TASK INSTRUCTIONS
Reproduce word for word the stretch of the listing from the line containing "Can you find the necktie" through the end of the listing.

[Start]

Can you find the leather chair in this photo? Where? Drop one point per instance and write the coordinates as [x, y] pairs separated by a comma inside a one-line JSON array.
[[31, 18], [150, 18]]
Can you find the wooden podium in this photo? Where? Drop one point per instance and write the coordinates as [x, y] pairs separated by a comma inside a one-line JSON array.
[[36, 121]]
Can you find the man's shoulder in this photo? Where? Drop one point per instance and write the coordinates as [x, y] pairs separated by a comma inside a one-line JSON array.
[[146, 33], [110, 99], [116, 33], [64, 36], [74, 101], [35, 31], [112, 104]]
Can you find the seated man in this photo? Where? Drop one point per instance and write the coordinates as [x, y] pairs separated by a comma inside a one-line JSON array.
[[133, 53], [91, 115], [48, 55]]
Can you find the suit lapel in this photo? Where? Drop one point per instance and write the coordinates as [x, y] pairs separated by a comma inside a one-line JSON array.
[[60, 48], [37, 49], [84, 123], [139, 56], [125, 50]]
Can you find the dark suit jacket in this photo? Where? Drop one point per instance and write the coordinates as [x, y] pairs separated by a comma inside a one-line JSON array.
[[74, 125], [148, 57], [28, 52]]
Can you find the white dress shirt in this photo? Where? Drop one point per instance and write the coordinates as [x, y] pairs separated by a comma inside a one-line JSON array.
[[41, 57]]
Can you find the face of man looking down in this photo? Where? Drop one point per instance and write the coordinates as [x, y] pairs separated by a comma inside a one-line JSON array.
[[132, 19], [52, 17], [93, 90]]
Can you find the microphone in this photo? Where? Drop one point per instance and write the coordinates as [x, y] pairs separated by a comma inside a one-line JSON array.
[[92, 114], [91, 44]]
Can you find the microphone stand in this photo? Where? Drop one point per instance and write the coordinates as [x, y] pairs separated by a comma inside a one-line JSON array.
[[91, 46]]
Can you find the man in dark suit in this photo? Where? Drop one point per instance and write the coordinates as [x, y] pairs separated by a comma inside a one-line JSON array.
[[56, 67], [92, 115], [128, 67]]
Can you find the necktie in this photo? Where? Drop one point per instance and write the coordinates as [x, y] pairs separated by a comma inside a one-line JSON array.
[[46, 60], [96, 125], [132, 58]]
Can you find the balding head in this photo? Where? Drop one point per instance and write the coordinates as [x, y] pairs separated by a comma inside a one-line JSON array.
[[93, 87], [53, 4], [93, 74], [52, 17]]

[End]

WRITTEN SOLUTION
Can you find the necktie in this photo? Where? Drop one point per instance and write the coordinates as [x, y] pairs separated by a comma inside a one-line JSON array.
[[46, 60], [96, 125], [132, 58]]
Can you find the balding head in this photo? Where? Drop one point per instance and write the coordinates as [x, y] pairs separated by a comma inside a one-line JSON array.
[[93, 87], [53, 4], [93, 74], [52, 17]]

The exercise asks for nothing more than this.